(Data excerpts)
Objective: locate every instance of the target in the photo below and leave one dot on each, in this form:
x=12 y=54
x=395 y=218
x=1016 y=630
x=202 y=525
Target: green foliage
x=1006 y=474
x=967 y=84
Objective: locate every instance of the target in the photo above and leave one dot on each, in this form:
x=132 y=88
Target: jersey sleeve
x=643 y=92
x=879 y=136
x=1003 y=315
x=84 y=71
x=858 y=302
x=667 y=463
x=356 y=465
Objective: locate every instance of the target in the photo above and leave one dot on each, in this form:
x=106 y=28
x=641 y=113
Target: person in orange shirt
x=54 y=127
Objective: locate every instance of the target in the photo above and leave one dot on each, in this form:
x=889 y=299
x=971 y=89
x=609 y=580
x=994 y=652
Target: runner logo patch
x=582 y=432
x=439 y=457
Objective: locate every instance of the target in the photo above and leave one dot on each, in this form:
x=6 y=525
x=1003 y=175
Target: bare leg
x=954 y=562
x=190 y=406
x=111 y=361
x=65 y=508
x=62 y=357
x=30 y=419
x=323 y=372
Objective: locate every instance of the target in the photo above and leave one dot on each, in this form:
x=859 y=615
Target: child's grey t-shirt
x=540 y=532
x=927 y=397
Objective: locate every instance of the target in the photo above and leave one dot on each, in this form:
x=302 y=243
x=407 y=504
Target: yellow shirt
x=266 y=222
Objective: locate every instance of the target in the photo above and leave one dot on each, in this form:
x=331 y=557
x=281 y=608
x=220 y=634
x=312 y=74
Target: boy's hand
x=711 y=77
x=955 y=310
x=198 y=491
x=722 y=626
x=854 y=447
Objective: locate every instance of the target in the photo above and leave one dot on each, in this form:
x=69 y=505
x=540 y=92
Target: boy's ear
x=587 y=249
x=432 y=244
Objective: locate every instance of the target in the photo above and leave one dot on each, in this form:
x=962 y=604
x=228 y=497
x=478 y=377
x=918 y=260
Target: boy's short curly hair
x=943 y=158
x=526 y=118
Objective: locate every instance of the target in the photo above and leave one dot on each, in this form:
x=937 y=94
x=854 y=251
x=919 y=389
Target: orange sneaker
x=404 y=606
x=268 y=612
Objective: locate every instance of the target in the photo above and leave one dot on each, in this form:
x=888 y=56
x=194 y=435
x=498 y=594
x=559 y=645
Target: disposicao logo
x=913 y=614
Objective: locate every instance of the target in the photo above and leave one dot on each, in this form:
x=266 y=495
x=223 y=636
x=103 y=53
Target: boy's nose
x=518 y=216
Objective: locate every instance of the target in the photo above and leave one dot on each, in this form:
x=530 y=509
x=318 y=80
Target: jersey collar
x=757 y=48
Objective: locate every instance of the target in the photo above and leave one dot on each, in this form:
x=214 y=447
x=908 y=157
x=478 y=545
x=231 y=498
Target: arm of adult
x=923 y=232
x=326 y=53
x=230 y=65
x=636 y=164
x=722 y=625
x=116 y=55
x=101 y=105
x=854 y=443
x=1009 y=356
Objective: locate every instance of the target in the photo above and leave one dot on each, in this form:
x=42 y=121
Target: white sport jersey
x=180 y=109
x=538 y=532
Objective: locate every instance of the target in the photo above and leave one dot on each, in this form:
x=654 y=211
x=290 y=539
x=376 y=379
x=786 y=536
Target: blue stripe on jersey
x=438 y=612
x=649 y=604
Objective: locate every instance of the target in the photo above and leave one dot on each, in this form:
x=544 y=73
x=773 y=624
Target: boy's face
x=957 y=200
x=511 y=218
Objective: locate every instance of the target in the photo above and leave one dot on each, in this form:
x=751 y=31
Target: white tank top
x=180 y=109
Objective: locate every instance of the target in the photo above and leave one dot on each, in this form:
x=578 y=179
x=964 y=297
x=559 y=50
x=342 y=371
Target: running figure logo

### TO DO:
Go through the entries and restate each one exactly.

### RESPONSE BOX:
Objective: locate every instance of the target in the photo below and leave one dot on each, in this form:
x=12 y=54
x=395 y=218
x=1016 y=630
x=202 y=525
Target: green foliage
x=1006 y=474
x=967 y=84
Objective: locate every instance of the target in the photo above and leave one dot on each, in this form:
x=132 y=88
Target: jersey sleeve
x=643 y=92
x=879 y=136
x=1003 y=315
x=84 y=71
x=858 y=302
x=667 y=463
x=356 y=465
Objective: locate every instance of the target in the photo above and leave one dot on each, in this form:
x=106 y=28
x=641 y=113
Target: person in orange shirt
x=54 y=127
Objective: locate every instance of the target in the photo above and leave one dot on each, in this form:
x=889 y=299
x=971 y=89
x=609 y=580
x=994 y=652
Target: runner logo patch
x=582 y=432
x=439 y=457
Objective: locate every instance of the target in the photo above and leave one dot on each, in this form:
x=6 y=525
x=1003 y=175
Target: bare leg
x=954 y=562
x=190 y=406
x=111 y=361
x=65 y=508
x=62 y=357
x=30 y=419
x=323 y=372
Objective: locate every instance of the target in the photo above and leave one dot on each, in this form:
x=859 y=615
Target: child's grey t-shirt
x=540 y=532
x=927 y=397
Objective: locate every instance of the target in the photo above and leave one dot on each, in this form:
x=302 y=243
x=407 y=504
Target: yellow shirt
x=266 y=222
Objective: locate every instance of the target in the photo above and leave one dot on each, in this form:
x=331 y=557
x=281 y=608
x=220 y=634
x=312 y=74
Target: boy's hand
x=711 y=77
x=955 y=310
x=198 y=491
x=722 y=626
x=854 y=447
Objective: locate every instance of the target in the photo above and leave one dot on each, in this form:
x=69 y=505
x=540 y=92
Target: boy's ear
x=587 y=249
x=432 y=244
Objective: locate every instance of the target in the photo above and leave one dot on each, in this form:
x=962 y=604
x=228 y=497
x=478 y=377
x=918 y=260
Target: boy's short curly hair
x=943 y=158
x=526 y=118
Objective: locate every instance of the target in the photo above and leave one dot on each, in this form:
x=937 y=94
x=854 y=251
x=919 y=389
Target: orange sneaker
x=404 y=606
x=268 y=612
Objective: locate every instance of the target in the photo above and leave one dot on each, in this form:
x=888 y=56
x=194 y=435
x=498 y=594
x=559 y=645
Target: disposicao logo
x=913 y=614
Objective: locate every instance of the target in the photo above and leave one dot on each, in this form:
x=266 y=495
x=223 y=636
x=103 y=53
Target: boy's nose
x=518 y=216
Objective: locate every instance of the target in the photo above and leave one dot on each, in this form:
x=530 y=509
x=318 y=80
Target: jersey collar
x=757 y=48
Objective: locate every instance of the target in the photo above and leave one dot on each, in this form:
x=214 y=447
x=908 y=157
x=478 y=545
x=231 y=498
Target: arm of adult
x=923 y=232
x=326 y=53
x=230 y=65
x=636 y=164
x=722 y=625
x=116 y=55
x=101 y=105
x=854 y=443
x=1009 y=356
Objective: locate every instance of the target in the photo above and leave one dot on each, in this form:
x=42 y=121
Target: white sport jersey
x=180 y=109
x=538 y=532
Objective: locate every instance of the target in the photo above and leave one dot on each, in this form:
x=654 y=211
x=290 y=539
x=376 y=379
x=786 y=536
Target: blue stripe on jersey
x=438 y=612
x=649 y=604
Objective: locate every instance of the target in the photo above and leave one dot on each, in this form:
x=544 y=73
x=773 y=624
Target: boy's face
x=957 y=200
x=511 y=218
Objective: locate every instance of the target in the photo above and leave one dot on each, in this form:
x=751 y=31
Target: white tank top
x=180 y=109
Objective: locate every instance of the target in the photo above and leave one dot on each, in this form:
x=578 y=179
x=964 y=297
x=559 y=50
x=342 y=371
Target: running figure logo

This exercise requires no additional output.